• **RECORDS FOR THIS TASK**
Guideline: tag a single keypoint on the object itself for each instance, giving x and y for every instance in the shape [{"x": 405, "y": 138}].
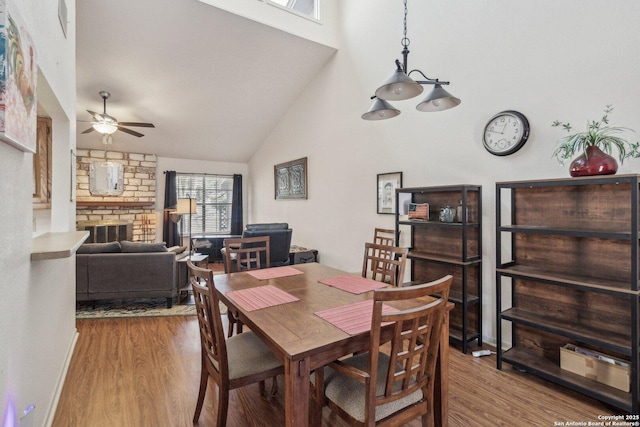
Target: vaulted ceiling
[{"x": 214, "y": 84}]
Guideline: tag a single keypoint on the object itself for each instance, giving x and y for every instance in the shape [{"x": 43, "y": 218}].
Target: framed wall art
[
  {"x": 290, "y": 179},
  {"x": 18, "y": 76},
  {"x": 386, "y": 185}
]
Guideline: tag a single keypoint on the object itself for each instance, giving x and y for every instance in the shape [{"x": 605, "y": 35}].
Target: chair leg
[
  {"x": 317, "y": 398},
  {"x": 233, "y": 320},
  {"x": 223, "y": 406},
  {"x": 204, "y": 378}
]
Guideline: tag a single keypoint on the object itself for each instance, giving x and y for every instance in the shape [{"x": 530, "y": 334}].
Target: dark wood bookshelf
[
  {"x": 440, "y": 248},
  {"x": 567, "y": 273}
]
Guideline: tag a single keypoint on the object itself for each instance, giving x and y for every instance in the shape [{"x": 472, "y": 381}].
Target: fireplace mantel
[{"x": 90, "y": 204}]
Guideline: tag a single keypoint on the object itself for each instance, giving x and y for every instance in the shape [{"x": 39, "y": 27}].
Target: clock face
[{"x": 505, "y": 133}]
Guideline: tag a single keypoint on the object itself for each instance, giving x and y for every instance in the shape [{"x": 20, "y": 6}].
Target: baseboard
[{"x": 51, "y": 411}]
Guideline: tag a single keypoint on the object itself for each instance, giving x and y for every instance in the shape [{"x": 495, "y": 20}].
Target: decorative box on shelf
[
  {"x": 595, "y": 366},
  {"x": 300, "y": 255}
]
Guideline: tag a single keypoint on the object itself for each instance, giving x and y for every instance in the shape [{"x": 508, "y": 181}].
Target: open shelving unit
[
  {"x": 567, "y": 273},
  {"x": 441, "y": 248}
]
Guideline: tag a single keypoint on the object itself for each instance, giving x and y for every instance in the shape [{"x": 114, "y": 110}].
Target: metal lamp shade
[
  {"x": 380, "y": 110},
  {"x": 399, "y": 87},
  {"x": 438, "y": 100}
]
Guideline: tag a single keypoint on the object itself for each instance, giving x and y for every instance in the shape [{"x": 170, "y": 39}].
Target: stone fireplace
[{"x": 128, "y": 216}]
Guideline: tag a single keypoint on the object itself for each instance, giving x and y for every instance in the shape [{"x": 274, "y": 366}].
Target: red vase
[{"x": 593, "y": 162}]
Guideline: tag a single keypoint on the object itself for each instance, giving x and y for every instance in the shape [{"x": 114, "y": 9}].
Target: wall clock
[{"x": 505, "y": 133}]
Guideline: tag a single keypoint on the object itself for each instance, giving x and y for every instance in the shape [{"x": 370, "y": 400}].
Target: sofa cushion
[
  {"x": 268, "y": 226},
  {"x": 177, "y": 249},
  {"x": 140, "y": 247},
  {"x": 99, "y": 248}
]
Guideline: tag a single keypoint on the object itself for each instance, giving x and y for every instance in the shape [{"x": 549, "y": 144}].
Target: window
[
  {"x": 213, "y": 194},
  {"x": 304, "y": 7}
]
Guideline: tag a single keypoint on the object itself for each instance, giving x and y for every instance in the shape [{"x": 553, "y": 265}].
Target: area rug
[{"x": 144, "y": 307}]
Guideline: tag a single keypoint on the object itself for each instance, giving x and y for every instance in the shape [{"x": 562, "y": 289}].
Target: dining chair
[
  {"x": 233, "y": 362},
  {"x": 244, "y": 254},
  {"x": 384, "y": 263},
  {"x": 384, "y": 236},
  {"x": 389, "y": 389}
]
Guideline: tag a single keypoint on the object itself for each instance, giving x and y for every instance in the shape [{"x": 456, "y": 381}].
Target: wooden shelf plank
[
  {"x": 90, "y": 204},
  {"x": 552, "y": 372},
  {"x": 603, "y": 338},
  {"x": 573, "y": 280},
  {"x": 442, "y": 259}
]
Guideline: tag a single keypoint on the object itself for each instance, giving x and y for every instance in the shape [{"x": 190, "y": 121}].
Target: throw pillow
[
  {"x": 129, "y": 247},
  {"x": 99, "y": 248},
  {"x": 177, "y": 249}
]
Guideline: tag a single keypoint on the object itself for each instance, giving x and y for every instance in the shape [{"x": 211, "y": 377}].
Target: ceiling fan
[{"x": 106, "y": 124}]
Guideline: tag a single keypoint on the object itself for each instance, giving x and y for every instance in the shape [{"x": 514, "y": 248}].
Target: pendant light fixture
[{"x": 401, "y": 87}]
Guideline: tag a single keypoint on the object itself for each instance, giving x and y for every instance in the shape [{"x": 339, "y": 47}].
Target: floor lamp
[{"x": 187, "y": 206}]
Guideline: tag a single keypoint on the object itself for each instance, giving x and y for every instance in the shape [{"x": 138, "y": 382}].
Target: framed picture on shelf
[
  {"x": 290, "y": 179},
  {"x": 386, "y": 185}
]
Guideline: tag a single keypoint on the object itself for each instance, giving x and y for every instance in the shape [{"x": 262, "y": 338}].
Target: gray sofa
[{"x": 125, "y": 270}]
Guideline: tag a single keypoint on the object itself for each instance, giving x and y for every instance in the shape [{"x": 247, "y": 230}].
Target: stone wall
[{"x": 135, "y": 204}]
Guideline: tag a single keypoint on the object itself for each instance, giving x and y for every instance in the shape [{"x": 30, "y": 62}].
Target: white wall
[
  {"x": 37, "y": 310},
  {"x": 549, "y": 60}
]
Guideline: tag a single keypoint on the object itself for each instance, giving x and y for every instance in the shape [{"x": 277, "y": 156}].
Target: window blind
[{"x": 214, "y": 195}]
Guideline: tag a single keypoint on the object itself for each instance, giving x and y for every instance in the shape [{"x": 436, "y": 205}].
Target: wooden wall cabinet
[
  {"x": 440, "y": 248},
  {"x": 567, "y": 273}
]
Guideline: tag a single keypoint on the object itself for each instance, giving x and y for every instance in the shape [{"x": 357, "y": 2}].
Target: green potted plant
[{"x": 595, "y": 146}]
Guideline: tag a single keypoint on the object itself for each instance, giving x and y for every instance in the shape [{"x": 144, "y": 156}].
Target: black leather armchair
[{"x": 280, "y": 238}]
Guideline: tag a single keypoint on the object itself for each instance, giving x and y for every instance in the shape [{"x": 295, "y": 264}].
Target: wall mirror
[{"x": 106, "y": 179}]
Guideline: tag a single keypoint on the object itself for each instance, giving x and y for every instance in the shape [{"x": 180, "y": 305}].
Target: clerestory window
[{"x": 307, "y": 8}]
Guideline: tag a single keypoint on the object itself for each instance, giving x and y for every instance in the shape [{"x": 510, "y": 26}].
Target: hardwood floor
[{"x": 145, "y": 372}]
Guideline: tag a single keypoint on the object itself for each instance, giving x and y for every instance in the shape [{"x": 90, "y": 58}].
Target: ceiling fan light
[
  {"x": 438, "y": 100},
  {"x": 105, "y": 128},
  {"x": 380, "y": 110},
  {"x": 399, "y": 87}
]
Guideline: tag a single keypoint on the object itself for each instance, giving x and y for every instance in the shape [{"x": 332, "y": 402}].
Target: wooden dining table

• **WHAT IS EXPECTED**
Every record, word for word, should be given back without its pictures.

• **SOLUTION**
Guideline: tag a single keypoint on the object itself for each instance, giving x and y for every instance in the shape [{"x": 405, "y": 138}].
Target: vaulted ceiling
[{"x": 214, "y": 84}]
Guideline: tag a single keypoint on the object itself for each instance, giving x and y for every instance in the shape [{"x": 43, "y": 218}].
Target: framed wall art
[
  {"x": 290, "y": 179},
  {"x": 18, "y": 76},
  {"x": 386, "y": 185}
]
Guideline: tag a single keypoint on the object itself for each instance, giving x and y for every instance in the shape [{"x": 605, "y": 35}].
Target: chair leg
[
  {"x": 317, "y": 398},
  {"x": 233, "y": 320},
  {"x": 223, "y": 406},
  {"x": 204, "y": 378}
]
Guideline: tag a single keypoint on the object itself for each instance, giving x and y for every instance in the shape [{"x": 530, "y": 334}].
Target: dark wood bookshelf
[
  {"x": 440, "y": 248},
  {"x": 567, "y": 273}
]
Guideline: tag a single keypoint on the object itself for each instance, giving x and y for every instance in the shape [{"x": 472, "y": 381}].
Target: fireplace mantel
[{"x": 90, "y": 204}]
Guideline: tag a single keypoint on the object itself for each instance, giving x and y for every instance in the shape [{"x": 39, "y": 27}].
Target: clock face
[{"x": 505, "y": 133}]
Guideline: tag a single keypoint on the object itself for each instance, giving x and y for every instance in the shape [{"x": 20, "y": 6}].
Target: baseboard
[{"x": 51, "y": 411}]
Guideline: tag a single keypoint on the object itself for each instance, giving x and y for every instance in the shape [{"x": 495, "y": 20}].
Target: decorative box on shelf
[
  {"x": 595, "y": 366},
  {"x": 300, "y": 255}
]
Guideline: tag a single keypoint on the object itself for each instance, giving x and y for every instance in the shape [{"x": 508, "y": 181}].
Target: open shelving unit
[
  {"x": 567, "y": 273},
  {"x": 441, "y": 248}
]
Guideline: tag a single keypoint on the object itself for each instance, giving x and y for every instance in the shape [{"x": 114, "y": 110}].
Target: metal lamp shade
[
  {"x": 380, "y": 110},
  {"x": 399, "y": 87},
  {"x": 438, "y": 100}
]
Guideline: tag a single keypoint on the object itself for each instance, giving x and y for every instance in the shape [{"x": 170, "y": 39}].
Target: stone fireplace
[{"x": 128, "y": 216}]
Guideline: tag a single keypoint on the object itself for each instance, giving x and y for every instance in the shape [{"x": 274, "y": 366}].
Target: red vase
[{"x": 593, "y": 162}]
Guideline: tag a single keypoint on the object itself for each instance, giving x and y for every instance in the shape [{"x": 114, "y": 9}].
Target: wall clock
[{"x": 505, "y": 133}]
Guideline: tag a single keypoint on the object itself for each instance, giving x and y for every instance in the shape [{"x": 370, "y": 400}].
Target: sofa cushion
[
  {"x": 268, "y": 226},
  {"x": 177, "y": 249},
  {"x": 140, "y": 247},
  {"x": 99, "y": 248}
]
Guideline: tag a single keypoint on the object itself for each instance, giving x and y for every instance in the shape [{"x": 549, "y": 144}].
Target: window
[
  {"x": 213, "y": 194},
  {"x": 304, "y": 7}
]
Guideline: tag a single keypoint on the object itself for each instance, giving x and y for every instance in the shape [{"x": 553, "y": 265}].
Target: area rug
[{"x": 144, "y": 307}]
Guideline: tag a single keypoint on the object itself for each instance, giving x and y for every instance in the shape [{"x": 562, "y": 289}].
Target: dining chair
[
  {"x": 233, "y": 362},
  {"x": 244, "y": 254},
  {"x": 384, "y": 263},
  {"x": 384, "y": 236},
  {"x": 389, "y": 389}
]
Guideline: tag a single keypoint on the object itself for each instance, giving x and y for every instance in the shape [{"x": 456, "y": 381}].
Target: wooden shelf plank
[
  {"x": 90, "y": 204},
  {"x": 552, "y": 372},
  {"x": 603, "y": 338},
  {"x": 573, "y": 280},
  {"x": 442, "y": 259}
]
Guideline: tag a single keypoint on the object itself for each instance, giving x and y for every instance in the shape [{"x": 190, "y": 121}].
Target: throw pillow
[
  {"x": 129, "y": 247},
  {"x": 99, "y": 248},
  {"x": 177, "y": 249}
]
Guideline: tag a single keypoint on the object itself for each instance, giving x and y for every instance in the shape [{"x": 211, "y": 377}].
Target: ceiling fan
[{"x": 106, "y": 124}]
Guideline: tag a single keypoint on the object itself for each instance, giving x and y for every instance in the shape [{"x": 514, "y": 248}].
Target: pendant light fixture
[{"x": 401, "y": 87}]
Guideline: tag a single keypoint on the object itself for each instance, giving x and y for every instance in the shape [{"x": 339, "y": 47}].
Target: floor lamp
[{"x": 187, "y": 206}]
Guideline: tag a single keypoint on the object itself for each instance, giving x and y for every instance in the shape [{"x": 138, "y": 382}].
Target: framed picture on shelf
[
  {"x": 290, "y": 179},
  {"x": 386, "y": 185}
]
Guideline: tag a single keypoint on the object itself for each instance, giving x and y for every instance in the shape [{"x": 262, "y": 338}].
Target: gray sofa
[{"x": 125, "y": 270}]
Guideline: tag a single keypoint on the object itself for each instance, giving x and y for every instance in the shape [{"x": 247, "y": 230}].
Target: stone wall
[{"x": 135, "y": 204}]
Guideline: tag a single keypoint on the object itself for each instance, giving x and y for every instance in the shape [{"x": 30, "y": 62}].
Target: white wall
[
  {"x": 37, "y": 310},
  {"x": 549, "y": 60}
]
Guideline: tag a single keypoint on the object itself for each instance, giving x and y for every instance in the shape [{"x": 277, "y": 156}].
Target: window blind
[{"x": 214, "y": 195}]
Guideline: tag a single keypoint on the object itself for each instance, giving x and y for every instance in the shape [{"x": 436, "y": 205}].
Target: wooden wall cabinet
[
  {"x": 440, "y": 248},
  {"x": 567, "y": 273}
]
Guideline: tag a single keypoint on the object itself for each instance, giving x and y for every instance in the shape [{"x": 357, "y": 2}].
Target: green potted plant
[{"x": 595, "y": 146}]
Guideline: tag a single keypoint on the object itself for each instance, giving x and y for every instance in the shape [{"x": 144, "y": 156}].
Target: black leather armchair
[{"x": 280, "y": 238}]
Guideline: tag a single keypoint on the object itself for each instance, giving x and y for every instance in the shape [{"x": 295, "y": 264}].
Target: wall mirror
[{"x": 106, "y": 179}]
Guideline: tag a single keypoint on the object itself for each instance, giving x and y for every instance in the shape [{"x": 180, "y": 305}].
Target: clerestory window
[{"x": 307, "y": 8}]
Guideline: tag a single keypoint on the object itself for each instance, giving x and y for every instance in the shape [{"x": 510, "y": 26}].
Target: hardwood floor
[{"x": 145, "y": 372}]
Guideline: tag a single keypoint on the object itself for each instance, giving x and y for every instance in the shape [{"x": 90, "y": 58}].
Target: ceiling fan light
[
  {"x": 438, "y": 100},
  {"x": 105, "y": 128},
  {"x": 380, "y": 110},
  {"x": 399, "y": 87}
]
Guideline: tag a single keypoint on the object itself for each instance, giving x and y for every instance in the shape [{"x": 332, "y": 402}].
Target: wooden dining table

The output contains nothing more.